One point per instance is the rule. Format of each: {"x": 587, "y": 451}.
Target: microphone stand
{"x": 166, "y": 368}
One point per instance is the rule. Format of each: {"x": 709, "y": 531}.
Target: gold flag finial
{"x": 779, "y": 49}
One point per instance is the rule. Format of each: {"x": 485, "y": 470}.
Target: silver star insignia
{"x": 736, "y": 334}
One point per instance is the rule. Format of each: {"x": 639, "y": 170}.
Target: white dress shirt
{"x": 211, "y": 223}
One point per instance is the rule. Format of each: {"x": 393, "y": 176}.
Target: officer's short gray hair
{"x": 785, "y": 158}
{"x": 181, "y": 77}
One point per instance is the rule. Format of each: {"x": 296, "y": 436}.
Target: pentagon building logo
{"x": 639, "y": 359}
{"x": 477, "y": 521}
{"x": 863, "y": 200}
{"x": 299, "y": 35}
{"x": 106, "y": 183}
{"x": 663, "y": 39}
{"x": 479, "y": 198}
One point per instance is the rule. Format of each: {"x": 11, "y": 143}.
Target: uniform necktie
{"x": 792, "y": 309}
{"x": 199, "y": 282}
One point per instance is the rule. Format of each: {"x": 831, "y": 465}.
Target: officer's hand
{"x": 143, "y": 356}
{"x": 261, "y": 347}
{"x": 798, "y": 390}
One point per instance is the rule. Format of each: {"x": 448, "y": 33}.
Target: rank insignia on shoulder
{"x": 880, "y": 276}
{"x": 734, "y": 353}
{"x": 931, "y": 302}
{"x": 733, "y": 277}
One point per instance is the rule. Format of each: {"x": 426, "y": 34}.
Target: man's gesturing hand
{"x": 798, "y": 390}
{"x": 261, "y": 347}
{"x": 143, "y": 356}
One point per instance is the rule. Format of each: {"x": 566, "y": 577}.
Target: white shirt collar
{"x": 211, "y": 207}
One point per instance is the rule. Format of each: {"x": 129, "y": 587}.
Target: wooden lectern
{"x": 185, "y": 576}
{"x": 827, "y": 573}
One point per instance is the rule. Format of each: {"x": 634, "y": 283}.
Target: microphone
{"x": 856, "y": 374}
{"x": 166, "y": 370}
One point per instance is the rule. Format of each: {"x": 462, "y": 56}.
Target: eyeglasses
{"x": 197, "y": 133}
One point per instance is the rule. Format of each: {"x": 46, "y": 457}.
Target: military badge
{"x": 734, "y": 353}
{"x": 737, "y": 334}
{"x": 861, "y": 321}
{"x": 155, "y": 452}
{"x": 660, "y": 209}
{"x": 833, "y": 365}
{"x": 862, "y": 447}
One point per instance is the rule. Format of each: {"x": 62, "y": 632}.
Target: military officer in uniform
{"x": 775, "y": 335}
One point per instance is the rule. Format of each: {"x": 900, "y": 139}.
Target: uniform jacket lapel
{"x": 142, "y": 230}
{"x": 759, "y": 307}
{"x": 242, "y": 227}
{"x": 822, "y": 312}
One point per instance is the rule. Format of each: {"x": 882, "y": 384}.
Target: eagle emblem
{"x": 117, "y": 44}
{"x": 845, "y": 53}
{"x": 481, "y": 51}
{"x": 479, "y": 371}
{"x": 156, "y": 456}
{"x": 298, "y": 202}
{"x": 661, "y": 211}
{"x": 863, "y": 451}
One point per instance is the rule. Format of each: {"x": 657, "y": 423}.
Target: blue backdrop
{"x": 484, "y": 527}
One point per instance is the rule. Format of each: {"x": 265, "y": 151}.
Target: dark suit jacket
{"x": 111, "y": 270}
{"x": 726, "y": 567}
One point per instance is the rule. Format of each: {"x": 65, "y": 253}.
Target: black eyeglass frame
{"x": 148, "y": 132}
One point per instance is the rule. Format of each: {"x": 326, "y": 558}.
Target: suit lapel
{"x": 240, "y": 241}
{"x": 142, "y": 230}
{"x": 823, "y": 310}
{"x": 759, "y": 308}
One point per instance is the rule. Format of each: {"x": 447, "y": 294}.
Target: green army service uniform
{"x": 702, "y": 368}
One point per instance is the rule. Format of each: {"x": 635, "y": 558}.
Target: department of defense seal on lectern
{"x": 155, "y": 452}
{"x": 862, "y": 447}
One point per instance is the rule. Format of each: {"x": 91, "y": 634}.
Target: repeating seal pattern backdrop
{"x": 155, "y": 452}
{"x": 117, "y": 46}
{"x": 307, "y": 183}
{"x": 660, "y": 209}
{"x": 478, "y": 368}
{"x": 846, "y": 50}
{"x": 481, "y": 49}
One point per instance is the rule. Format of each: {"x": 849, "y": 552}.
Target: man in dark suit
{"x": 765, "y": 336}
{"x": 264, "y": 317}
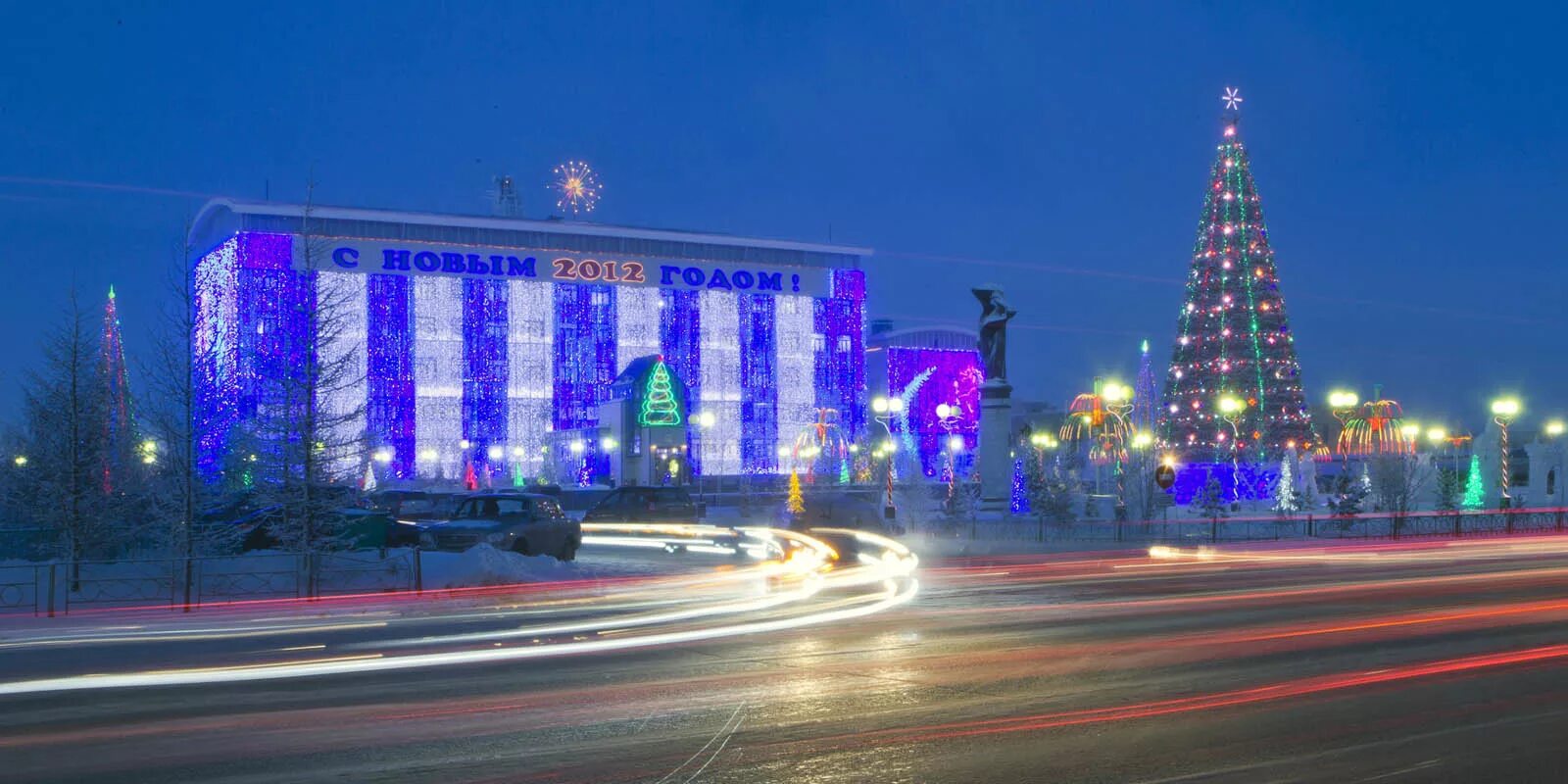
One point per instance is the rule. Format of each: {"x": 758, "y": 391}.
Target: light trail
{"x": 1243, "y": 697}
{"x": 807, "y": 561}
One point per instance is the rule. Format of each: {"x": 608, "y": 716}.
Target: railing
{"x": 1366, "y": 525}
{"x": 49, "y": 588}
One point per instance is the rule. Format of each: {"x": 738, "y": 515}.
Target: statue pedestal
{"x": 996, "y": 435}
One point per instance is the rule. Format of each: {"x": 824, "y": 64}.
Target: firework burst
{"x": 576, "y": 187}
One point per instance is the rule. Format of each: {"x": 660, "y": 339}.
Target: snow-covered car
{"x": 521, "y": 522}
{"x": 639, "y": 504}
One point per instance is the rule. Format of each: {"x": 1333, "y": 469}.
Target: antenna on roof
{"x": 504, "y": 198}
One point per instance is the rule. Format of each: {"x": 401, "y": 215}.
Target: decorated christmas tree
{"x": 1233, "y": 334}
{"x": 1286, "y": 499}
{"x": 120, "y": 438}
{"x": 1474, "y": 486}
{"x": 659, "y": 400}
{"x": 1144, "y": 394}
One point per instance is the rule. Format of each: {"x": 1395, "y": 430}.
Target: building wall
{"x": 514, "y": 366}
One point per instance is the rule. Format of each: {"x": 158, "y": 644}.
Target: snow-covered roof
{"x": 221, "y": 219}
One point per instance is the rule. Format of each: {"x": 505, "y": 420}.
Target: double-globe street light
{"x": 1502, "y": 413}
{"x": 883, "y": 410}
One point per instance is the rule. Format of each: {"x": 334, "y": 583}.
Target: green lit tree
{"x": 1474, "y": 486}
{"x": 659, "y": 400}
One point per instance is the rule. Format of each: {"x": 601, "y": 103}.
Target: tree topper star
{"x": 1231, "y": 98}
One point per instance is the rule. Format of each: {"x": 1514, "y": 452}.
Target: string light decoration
{"x": 485, "y": 370}
{"x": 796, "y": 368}
{"x": 930, "y": 376}
{"x": 344, "y": 347}
{"x": 584, "y": 353}
{"x": 841, "y": 360}
{"x": 758, "y": 344}
{"x": 1233, "y": 333}
{"x": 530, "y": 357}
{"x": 576, "y": 187}
{"x": 720, "y": 444}
{"x": 216, "y": 341}
{"x": 438, "y": 366}
{"x": 504, "y": 375}
{"x": 1144, "y": 392}
{"x": 389, "y": 368}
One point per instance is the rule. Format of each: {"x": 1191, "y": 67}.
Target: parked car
{"x": 634, "y": 504}
{"x": 358, "y": 529}
{"x": 529, "y": 524}
{"x": 843, "y": 512}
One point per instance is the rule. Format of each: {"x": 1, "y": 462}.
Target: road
{"x": 1384, "y": 662}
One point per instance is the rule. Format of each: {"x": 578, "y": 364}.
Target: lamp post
{"x": 948, "y": 416}
{"x": 1343, "y": 405}
{"x": 883, "y": 410}
{"x": 1042, "y": 443}
{"x": 956, "y": 444}
{"x": 1554, "y": 431}
{"x": 1502, "y": 413}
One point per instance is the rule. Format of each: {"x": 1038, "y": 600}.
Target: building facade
{"x": 494, "y": 342}
{"x": 925, "y": 368}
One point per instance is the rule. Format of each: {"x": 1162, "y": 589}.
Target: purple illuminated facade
{"x": 927, "y": 368}
{"x": 491, "y": 342}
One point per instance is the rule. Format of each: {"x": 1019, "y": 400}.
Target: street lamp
{"x": 1504, "y": 412}
{"x": 1410, "y": 431}
{"x": 883, "y": 410}
{"x": 1554, "y": 430}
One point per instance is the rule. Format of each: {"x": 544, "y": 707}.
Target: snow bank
{"x": 485, "y": 564}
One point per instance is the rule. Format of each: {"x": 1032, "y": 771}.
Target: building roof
{"x": 221, "y": 219}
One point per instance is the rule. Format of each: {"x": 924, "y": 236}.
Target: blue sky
{"x": 1410, "y": 159}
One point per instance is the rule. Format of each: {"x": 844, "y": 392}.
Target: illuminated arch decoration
{"x": 822, "y": 447}
{"x": 1376, "y": 430}
{"x": 1105, "y": 430}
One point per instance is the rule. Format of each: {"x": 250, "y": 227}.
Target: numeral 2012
{"x": 595, "y": 270}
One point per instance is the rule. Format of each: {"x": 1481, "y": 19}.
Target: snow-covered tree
{"x": 63, "y": 444}
{"x": 310, "y": 451}
{"x": 1286, "y": 496}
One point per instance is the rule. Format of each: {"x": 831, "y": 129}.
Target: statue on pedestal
{"x": 995, "y": 314}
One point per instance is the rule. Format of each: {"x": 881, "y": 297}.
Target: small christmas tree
{"x": 1474, "y": 486}
{"x": 1285, "y": 491}
{"x": 659, "y": 400}
{"x": 796, "y": 504}
{"x": 1019, "y": 502}
{"x": 1211, "y": 499}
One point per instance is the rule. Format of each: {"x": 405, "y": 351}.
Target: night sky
{"x": 1411, "y": 159}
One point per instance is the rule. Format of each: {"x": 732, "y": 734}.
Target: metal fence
{"x": 59, "y": 587}
{"x": 1372, "y": 525}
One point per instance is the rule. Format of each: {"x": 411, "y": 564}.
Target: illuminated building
{"x": 494, "y": 342}
{"x": 929, "y": 368}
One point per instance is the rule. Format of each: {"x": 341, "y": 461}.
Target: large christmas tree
{"x": 1233, "y": 336}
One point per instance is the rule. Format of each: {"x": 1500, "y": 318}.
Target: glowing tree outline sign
{"x": 659, "y": 408}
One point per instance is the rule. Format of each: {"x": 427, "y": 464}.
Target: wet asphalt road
{"x": 1397, "y": 663}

§ **Requirement**: Please output, exactly, the lines of the listing from the one containing "Target: glowing tree outline sign" through the last, inclusive, and no other lines.

§ **Solution for this task**:
Target: glowing tree outline sign
{"x": 659, "y": 408}
One point per instance is the rule. Format of each: {"x": 427, "y": 464}.
Target: wet asphalt road
{"x": 1397, "y": 663}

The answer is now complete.